> What is expected:
Lines before the one containing "like [(125, 226)]." are excluded; retype that line and all remaining lines of the material exactly.

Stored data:
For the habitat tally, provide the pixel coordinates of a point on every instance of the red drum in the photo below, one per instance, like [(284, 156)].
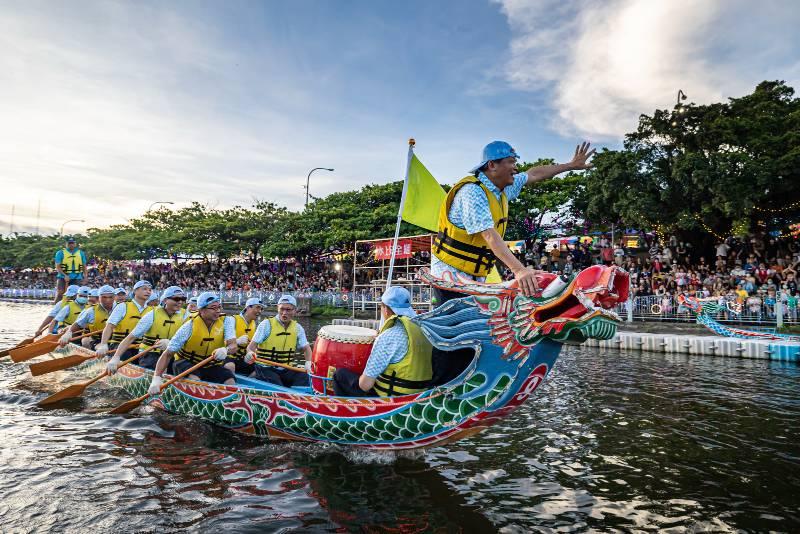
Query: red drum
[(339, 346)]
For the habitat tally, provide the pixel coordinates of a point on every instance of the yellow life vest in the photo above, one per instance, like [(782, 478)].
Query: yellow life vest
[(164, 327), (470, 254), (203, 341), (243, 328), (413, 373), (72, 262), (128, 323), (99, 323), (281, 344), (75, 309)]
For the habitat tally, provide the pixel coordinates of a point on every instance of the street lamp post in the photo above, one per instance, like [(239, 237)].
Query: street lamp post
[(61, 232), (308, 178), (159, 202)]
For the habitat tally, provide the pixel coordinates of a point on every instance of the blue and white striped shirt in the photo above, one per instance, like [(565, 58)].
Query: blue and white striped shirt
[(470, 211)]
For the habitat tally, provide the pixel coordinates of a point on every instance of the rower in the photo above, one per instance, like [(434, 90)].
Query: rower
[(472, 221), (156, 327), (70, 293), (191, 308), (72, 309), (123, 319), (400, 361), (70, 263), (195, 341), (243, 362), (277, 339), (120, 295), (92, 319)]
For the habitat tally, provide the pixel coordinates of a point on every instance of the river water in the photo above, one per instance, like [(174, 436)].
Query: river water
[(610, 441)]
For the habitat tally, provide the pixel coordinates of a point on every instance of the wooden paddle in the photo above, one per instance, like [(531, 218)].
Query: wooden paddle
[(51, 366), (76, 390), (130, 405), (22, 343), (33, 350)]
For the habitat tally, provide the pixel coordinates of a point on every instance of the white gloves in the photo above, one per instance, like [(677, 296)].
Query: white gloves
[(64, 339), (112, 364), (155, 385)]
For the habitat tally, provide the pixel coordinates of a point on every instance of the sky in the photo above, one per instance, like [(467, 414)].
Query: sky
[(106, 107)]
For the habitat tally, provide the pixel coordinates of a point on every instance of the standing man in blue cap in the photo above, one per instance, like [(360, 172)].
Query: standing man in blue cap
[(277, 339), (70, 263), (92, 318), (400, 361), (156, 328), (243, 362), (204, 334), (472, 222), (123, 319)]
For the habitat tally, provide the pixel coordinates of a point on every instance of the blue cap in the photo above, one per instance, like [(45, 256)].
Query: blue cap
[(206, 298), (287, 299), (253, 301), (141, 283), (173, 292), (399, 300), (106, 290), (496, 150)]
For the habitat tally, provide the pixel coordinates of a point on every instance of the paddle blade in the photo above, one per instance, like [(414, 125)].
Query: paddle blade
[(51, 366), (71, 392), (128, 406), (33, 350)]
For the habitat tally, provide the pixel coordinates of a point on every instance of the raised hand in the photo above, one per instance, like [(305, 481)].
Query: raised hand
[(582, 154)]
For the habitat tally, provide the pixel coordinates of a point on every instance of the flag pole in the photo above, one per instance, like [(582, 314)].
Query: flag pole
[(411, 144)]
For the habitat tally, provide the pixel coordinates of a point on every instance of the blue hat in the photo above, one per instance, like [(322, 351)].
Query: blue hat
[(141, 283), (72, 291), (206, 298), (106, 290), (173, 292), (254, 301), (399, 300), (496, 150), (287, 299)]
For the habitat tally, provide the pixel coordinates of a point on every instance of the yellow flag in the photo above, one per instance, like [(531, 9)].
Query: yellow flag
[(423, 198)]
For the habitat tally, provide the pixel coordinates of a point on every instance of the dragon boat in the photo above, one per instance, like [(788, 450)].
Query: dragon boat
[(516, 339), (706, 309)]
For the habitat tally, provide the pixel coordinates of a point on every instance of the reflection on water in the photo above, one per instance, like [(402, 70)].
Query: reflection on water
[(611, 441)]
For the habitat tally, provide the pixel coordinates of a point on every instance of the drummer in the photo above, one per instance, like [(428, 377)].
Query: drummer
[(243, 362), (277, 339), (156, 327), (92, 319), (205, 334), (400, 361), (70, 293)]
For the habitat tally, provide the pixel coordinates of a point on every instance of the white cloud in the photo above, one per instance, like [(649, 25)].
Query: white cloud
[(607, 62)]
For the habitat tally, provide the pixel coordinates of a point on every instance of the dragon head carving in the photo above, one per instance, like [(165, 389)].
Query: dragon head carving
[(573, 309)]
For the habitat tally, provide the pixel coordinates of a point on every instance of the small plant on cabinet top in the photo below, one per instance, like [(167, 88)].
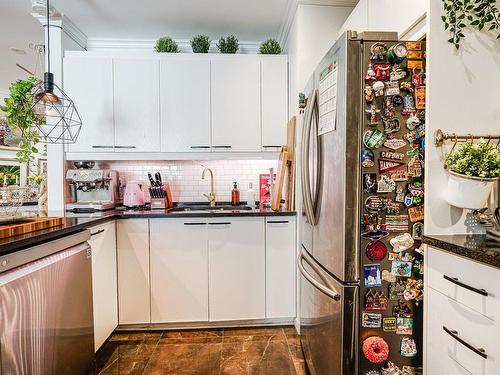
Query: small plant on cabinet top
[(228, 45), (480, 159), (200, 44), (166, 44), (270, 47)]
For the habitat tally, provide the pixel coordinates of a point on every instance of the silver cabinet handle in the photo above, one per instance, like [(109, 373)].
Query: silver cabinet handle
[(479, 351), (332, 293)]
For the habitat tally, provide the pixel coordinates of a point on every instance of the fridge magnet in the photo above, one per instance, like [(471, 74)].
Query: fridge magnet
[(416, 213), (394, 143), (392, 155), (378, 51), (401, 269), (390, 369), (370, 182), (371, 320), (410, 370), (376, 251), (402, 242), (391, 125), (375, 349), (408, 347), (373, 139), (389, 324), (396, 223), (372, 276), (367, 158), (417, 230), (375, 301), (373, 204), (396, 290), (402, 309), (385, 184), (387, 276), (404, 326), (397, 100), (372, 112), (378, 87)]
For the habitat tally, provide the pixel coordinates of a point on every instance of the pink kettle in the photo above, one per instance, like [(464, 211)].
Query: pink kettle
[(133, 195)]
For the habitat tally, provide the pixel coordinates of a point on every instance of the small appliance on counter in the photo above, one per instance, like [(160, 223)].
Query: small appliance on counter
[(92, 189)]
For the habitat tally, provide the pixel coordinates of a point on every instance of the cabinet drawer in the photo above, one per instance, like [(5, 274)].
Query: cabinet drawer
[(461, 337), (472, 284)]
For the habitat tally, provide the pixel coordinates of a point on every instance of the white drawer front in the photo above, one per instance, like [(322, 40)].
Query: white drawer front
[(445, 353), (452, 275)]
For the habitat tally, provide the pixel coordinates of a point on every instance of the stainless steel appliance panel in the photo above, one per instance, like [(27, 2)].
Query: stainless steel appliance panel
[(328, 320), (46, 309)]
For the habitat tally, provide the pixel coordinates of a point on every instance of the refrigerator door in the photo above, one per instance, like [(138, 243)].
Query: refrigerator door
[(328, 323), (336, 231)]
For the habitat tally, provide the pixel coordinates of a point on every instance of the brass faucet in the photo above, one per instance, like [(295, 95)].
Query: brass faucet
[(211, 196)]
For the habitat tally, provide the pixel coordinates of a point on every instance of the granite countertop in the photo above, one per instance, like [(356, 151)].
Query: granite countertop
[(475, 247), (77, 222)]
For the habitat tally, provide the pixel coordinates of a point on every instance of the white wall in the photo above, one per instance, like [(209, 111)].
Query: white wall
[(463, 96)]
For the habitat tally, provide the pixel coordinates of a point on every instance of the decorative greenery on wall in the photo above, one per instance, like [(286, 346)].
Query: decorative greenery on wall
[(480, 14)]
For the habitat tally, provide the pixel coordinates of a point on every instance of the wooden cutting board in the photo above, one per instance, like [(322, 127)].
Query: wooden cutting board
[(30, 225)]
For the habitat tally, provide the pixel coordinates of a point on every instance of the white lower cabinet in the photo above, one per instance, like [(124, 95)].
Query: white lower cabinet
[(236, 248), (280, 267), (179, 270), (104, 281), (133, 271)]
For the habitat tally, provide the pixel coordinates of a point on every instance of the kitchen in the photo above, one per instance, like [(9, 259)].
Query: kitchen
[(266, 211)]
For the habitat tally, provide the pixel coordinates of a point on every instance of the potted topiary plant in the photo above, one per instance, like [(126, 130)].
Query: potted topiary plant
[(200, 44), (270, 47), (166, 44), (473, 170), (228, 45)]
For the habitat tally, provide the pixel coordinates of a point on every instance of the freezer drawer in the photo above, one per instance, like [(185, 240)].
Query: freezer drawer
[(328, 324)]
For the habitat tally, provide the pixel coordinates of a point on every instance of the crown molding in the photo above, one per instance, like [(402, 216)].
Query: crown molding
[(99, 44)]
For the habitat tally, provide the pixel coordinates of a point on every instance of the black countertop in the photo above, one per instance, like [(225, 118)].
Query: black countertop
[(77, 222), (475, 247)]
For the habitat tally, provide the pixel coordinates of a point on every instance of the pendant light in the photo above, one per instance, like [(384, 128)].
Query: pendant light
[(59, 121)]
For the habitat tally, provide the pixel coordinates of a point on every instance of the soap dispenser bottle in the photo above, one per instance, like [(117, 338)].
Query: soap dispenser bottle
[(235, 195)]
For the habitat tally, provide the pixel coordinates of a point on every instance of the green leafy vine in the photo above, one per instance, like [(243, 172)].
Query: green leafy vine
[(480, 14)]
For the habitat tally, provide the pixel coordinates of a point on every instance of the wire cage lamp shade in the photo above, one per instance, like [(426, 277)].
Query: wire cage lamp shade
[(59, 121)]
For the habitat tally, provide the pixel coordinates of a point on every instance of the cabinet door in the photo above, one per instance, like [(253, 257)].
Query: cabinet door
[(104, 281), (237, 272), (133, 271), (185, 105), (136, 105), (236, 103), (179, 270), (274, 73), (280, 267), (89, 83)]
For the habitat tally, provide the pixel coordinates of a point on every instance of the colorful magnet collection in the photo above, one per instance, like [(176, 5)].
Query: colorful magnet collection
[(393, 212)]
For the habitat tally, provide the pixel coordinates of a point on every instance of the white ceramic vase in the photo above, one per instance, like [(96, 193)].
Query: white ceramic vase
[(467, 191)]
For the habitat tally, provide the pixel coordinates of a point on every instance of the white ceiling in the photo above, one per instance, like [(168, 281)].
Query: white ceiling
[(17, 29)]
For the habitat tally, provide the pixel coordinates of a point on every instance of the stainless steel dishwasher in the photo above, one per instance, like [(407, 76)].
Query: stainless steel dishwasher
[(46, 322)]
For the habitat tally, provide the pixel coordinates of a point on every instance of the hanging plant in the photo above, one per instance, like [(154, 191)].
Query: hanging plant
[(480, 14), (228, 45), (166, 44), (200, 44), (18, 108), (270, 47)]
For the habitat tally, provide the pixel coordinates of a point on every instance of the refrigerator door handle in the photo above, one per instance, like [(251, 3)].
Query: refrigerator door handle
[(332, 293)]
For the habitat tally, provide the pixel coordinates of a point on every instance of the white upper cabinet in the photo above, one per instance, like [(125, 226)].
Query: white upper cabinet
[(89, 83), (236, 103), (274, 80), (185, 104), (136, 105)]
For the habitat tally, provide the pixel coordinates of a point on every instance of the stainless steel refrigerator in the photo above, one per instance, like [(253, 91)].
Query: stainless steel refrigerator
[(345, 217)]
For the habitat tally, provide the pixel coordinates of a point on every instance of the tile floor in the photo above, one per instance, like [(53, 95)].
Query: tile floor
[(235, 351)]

> Expected answer:
For the habitat tally, provide the pixel coordinates of a point on every instance of the white upper cabinet in the photo above, one per instance, like [(125, 226)].
Query: white upper cabinet
[(89, 83), (236, 103), (274, 80), (185, 104), (136, 105)]
For the habitat tally, provide the pixel coordinates of a point on every instance of the stainless steel refrigerator in the photo above, one per instance, like [(253, 91)].
Query: stainless steel refrigerator
[(345, 217)]
For the habitat tally, provide the pixel coordinates of a point on every instance of the tile floor in the photo above, one per instance, like [(53, 95)].
Query: tile floor
[(235, 351)]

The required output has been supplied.